**Exercise aim**: Rewrite the records starting at the line that contains "Someone claims the white cloud" and ending at the line that contains "0;320;600;400". Give back only those lines, with the requests left unchanged and each box coordinate in the answers scaled by 2.35 and rounded to a whole number, halves rounding up.

**Available records**:
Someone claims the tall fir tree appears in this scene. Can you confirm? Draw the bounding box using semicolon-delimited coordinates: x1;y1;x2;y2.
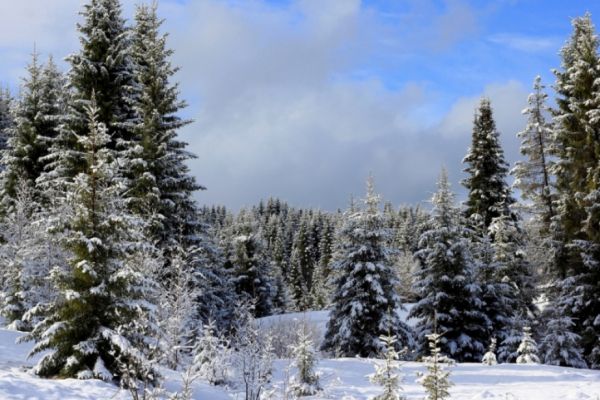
409;170;491;362
2;50;64;202
41;0;139;188
321;178;412;357
462;98;514;229
129;3;203;248
511;75;556;231
26;98;154;380
550;14;600;368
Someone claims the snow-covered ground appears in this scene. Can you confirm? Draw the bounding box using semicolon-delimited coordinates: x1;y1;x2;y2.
0;312;600;400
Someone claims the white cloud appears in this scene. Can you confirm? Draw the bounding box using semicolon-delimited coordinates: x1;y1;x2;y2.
488;33;561;53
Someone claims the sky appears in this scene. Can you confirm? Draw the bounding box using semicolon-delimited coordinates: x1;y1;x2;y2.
0;0;600;210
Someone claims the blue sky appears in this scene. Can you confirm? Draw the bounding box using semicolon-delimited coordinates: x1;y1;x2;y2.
0;0;600;209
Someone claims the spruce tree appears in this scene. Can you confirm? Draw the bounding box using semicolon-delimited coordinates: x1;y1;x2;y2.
2;51;64;203
0;88;13;172
26;98;155;380
41;0;139;187
409;170;491;362
224;210;274;317
419;333;454;400
511;75;556;234
291;323;321;397
322;178;411;357
481;338;498;365
369;336;406;400
517;326;540;364
549;14;600;367
540;316;587;368
129;4;203;252
290;214;314;311
462;98;514;229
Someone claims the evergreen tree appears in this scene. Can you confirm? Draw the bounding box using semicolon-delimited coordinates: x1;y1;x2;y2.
511;75;556;234
540;317;587;368
291;324;321;397
2;51;64;202
193;321;230;385
41;0;139;187
0;182;41;330
129;4;203;252
462;98;514;228
419;333;454;400
322;178;411;357
517;326;540;364
225;210;274;317
481;338;498;365
26;98;154;380
0;88;13;173
290;214;314;311
409;170;491;362
369;336;406;400
549;14;600;367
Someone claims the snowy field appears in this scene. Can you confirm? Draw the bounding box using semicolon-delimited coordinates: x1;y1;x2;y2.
0;320;600;400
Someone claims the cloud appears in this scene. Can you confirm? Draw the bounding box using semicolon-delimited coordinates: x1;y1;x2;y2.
488;33;561;53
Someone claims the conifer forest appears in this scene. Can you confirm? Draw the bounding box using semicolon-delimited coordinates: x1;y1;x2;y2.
0;0;600;400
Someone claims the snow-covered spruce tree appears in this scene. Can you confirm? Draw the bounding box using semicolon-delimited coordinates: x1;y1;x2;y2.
321;178;412;357
481;338;498;365
290;323;321;397
471;228;520;362
40;0;139;187
369;335;406;400
156;248;199;369
510;75;556;235
0;88;13;172
310;219;335;310
290;214;315;311
549;14;600;367
0;181;39;330
419;333;454;400
409;170;491;362
489;215;537;316
224;210;274;317
462;98;514;229
26;98;154;380
232;302;273;400
193;320;231;385
2;51;64;206
540;317;587;368
517;326;540;364
129;4;203;253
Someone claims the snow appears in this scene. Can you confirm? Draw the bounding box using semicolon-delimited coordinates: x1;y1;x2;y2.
0;311;600;400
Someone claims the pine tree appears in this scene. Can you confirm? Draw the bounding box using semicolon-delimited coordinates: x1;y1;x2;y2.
0;181;42;330
2;50;63;202
41;0;139;187
549;14;600;367
225;210;274;317
409;170;491;362
322;178;411;357
291;324;321;397
540;317;587;368
481;338;498;365
462;98;514;229
511;75;556;234
0;88;13;173
517;326;540;364
193;321;230;385
290;214;314;311
129;4;203;253
369;336;406;400
26;98;154;380
419;333;454;400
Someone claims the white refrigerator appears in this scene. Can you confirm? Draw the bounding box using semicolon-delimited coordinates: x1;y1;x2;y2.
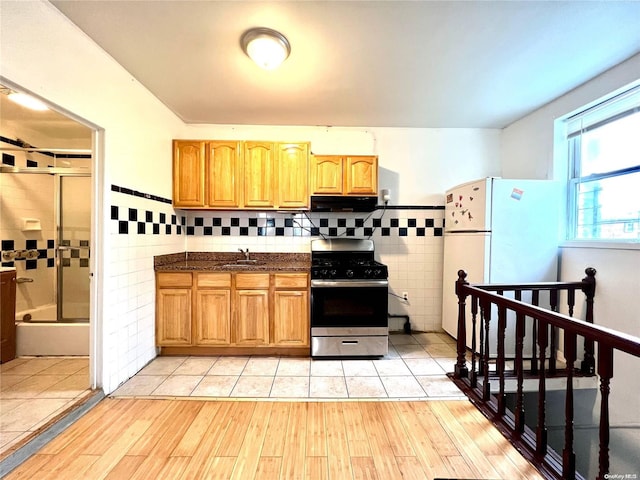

**Reply**:
Someone claims the white cloud appears in this scene. Can you confirm? Draw the bounding box using semicolon-delimited coordinates: x1;y1;x2;y2.
1147;78;1318;125
Someone claims the sky appears in this scene. Can you confirm? Draw the bounding box using semicolon-delimited coordinates: x1;y1;x2;y2.
0;0;1410;494
Someone claims the blue sky appears in this scene. Can you confirm? Draw the bounding box using semicolon-delimited coordinates: x1;y1;x2;y2.
0;0;1410;491
Someone claims the spruce tree appears in this scene. Can you confirm? Draw the bounding box using semicolon-delimited coordinates: x1;y1;x2;y2.
5;120;150;477
0;207;31;404
61;230;364;893
96;0;327;439
961;400;1154;851
526;494;644;745
985;783;1067;940
1201;176;1307;550
684;759;754;933
757;418;966;839
1130;794;1170;858
867;790;954;940
1215;766;1269;855
1290;33;1410;862
1269;743;1379;865
303;9;477;592
682;503;738;731
1086;230;1208;538
Someone claims the evergreen tree appears in this scene. Can you confirm? Draw the bounding box using semicolon-delimited coordinates: x1;y1;x2;y2.
1201;176;1307;550
1269;745;1379;865
684;761;754;933
5;120;150;475
454;754;541;905
96;0;327;439
0;428;96;776
303;9;477;592
1086;230;1208;536
985;783;1067;940
757;418;966;839
1215;766;1269;855
529;494;644;745
1130;794;1170;858
61;230;362;893
0;207;31;407
682;503;738;731
961;400;1154;851
867;790;954;940
1290;33;1410;862
Someone claims the snowy field appears in this scene. Can you confirm? Draw the bounding box using semicolon-delimited coordinates: x1;y1;x2;y2.
0;752;1410;940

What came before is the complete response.